Task description → Your response should contain each line of the data that includes "instance".

Saved entries:
= = = = = = =

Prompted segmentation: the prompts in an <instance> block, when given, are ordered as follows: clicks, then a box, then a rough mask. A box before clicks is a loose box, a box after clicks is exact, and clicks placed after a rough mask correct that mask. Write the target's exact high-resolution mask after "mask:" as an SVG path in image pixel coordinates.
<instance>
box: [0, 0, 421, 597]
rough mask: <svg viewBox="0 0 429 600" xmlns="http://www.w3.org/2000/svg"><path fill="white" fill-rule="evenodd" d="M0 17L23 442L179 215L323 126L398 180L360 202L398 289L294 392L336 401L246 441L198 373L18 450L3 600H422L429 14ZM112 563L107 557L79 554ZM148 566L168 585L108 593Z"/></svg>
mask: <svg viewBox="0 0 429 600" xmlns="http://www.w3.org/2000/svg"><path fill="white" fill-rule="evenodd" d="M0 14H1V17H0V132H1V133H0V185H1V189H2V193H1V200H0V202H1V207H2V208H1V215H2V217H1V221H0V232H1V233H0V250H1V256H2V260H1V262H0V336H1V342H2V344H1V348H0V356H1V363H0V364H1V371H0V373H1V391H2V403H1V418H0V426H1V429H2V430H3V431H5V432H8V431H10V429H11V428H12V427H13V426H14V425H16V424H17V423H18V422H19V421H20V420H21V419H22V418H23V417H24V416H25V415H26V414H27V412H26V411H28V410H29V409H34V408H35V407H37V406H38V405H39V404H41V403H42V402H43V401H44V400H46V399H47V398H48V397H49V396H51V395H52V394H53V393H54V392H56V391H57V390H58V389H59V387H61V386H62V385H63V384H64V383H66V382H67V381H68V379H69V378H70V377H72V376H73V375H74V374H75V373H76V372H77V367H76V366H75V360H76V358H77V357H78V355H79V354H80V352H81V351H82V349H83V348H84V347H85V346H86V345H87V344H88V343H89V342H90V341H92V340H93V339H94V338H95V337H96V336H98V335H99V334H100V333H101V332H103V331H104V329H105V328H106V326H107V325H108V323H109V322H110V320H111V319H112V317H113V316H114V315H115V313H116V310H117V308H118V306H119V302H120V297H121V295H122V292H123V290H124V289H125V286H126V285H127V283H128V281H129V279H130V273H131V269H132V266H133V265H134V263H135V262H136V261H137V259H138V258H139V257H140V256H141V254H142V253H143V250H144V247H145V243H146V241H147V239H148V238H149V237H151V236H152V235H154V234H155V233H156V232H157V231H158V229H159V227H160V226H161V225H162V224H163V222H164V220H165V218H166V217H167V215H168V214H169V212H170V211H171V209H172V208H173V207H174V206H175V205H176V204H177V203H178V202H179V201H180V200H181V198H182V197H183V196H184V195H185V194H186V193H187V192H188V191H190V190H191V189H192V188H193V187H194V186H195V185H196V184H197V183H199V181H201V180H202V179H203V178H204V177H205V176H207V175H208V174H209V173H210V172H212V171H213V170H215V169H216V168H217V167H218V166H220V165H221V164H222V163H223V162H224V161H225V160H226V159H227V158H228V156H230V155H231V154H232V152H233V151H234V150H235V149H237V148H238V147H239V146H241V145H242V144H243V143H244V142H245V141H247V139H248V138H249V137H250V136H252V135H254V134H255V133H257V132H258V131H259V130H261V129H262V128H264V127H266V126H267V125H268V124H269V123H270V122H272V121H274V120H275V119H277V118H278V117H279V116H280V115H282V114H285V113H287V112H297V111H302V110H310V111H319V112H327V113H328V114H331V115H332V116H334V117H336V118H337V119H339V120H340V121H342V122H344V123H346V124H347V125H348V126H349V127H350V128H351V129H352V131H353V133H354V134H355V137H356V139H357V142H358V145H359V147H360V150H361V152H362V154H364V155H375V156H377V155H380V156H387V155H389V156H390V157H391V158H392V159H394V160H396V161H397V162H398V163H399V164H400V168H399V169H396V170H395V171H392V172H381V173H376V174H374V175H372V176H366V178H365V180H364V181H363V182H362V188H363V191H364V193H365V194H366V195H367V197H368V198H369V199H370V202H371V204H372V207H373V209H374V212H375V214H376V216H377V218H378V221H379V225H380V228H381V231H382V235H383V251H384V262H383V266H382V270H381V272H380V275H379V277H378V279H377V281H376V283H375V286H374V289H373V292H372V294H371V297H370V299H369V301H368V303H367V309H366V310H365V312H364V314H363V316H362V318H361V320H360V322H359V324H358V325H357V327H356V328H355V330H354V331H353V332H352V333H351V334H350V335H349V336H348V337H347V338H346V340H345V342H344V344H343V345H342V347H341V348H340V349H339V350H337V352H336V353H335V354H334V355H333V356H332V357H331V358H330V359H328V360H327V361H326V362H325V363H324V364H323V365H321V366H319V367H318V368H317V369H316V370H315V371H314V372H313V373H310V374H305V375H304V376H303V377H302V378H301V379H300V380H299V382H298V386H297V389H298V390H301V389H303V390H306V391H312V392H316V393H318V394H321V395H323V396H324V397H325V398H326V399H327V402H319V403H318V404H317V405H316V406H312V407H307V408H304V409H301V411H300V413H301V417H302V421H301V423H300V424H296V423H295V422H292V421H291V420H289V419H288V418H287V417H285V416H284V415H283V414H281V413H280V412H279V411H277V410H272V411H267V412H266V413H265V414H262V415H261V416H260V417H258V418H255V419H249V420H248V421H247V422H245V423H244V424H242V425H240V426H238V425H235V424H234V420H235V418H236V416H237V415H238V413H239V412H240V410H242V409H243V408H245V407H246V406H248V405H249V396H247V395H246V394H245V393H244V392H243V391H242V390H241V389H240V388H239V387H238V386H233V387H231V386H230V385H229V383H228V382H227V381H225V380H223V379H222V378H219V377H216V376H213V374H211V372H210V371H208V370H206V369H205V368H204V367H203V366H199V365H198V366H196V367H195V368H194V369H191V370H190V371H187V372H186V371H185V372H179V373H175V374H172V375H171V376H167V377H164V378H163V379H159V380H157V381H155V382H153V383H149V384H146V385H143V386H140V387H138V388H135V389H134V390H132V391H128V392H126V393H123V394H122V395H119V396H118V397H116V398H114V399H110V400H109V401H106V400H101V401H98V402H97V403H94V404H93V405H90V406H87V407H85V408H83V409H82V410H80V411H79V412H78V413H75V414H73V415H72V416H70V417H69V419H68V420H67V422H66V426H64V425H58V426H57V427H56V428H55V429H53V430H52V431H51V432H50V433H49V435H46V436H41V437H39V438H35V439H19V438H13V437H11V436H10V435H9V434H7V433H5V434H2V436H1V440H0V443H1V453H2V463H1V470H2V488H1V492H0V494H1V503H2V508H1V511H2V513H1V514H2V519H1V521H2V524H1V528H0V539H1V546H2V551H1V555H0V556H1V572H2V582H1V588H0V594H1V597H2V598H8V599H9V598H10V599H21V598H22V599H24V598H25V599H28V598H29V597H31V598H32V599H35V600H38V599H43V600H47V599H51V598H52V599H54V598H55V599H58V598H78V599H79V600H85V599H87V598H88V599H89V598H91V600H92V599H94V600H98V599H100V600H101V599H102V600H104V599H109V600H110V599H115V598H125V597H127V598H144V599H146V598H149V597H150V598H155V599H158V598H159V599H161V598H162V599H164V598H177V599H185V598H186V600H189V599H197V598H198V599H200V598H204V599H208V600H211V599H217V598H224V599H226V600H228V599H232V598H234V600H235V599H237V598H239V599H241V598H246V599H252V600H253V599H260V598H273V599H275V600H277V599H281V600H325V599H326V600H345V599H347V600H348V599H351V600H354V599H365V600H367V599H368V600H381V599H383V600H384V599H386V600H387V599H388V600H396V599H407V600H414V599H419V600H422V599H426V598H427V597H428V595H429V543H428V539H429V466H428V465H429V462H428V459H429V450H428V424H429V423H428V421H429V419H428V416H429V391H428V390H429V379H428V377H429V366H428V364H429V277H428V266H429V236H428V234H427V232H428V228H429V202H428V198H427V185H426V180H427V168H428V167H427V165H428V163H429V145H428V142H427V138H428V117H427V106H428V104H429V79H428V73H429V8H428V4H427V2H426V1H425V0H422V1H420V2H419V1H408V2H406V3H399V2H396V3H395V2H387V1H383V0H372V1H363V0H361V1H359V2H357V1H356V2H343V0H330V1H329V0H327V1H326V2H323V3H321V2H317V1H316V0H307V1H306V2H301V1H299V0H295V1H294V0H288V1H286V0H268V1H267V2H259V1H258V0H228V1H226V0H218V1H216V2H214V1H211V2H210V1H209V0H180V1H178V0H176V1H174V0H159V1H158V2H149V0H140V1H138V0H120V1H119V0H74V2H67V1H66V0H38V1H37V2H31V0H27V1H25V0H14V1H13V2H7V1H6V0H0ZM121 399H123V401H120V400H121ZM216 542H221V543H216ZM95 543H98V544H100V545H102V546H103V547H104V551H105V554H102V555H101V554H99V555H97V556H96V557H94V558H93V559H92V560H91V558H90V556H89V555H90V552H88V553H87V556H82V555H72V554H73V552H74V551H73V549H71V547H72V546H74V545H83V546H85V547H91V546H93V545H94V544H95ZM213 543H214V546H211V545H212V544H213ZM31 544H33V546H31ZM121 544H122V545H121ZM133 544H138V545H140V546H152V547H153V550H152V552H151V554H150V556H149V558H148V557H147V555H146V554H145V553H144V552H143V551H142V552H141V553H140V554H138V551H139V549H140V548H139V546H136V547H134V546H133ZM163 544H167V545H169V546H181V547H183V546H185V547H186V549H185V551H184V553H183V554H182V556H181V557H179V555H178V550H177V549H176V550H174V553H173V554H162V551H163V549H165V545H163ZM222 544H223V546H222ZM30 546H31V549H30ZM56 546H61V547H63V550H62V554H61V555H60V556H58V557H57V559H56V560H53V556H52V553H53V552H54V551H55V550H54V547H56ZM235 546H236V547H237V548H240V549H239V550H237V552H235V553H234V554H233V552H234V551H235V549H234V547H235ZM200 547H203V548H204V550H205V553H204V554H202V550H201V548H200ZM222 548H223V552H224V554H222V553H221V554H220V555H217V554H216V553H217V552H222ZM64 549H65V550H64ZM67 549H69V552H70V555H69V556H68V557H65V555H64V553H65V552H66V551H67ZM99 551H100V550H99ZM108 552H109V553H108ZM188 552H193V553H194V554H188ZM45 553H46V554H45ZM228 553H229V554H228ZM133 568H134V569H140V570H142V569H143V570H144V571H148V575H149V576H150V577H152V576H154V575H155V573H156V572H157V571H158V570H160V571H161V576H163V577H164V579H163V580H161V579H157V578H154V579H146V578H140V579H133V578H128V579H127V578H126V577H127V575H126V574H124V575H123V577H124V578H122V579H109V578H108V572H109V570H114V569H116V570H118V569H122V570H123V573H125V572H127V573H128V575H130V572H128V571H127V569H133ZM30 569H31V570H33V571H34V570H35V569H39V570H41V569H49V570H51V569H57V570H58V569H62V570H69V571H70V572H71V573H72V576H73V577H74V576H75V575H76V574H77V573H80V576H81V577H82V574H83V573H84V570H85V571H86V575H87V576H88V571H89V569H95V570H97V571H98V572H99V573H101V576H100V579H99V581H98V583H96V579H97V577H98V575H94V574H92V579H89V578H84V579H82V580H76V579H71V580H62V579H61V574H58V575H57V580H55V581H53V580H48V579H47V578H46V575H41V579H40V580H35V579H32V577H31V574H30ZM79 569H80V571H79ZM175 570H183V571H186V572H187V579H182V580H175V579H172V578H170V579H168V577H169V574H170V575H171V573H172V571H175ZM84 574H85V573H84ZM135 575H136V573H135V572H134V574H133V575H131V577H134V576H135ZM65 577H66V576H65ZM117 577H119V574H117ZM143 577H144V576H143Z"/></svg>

= = = = = = =

Written answer →
Prompted segmentation: the prompts in an <instance> block, when given, are ordered as follows: clicks, then a box, then a rough mask. A box before clicks is a loose box, a box after clicks is exact, and clicks placed after a rough mask correct that mask. Write the target's exact high-resolution mask after "mask:" as an SVG path in image pixel coordinates.
<instance>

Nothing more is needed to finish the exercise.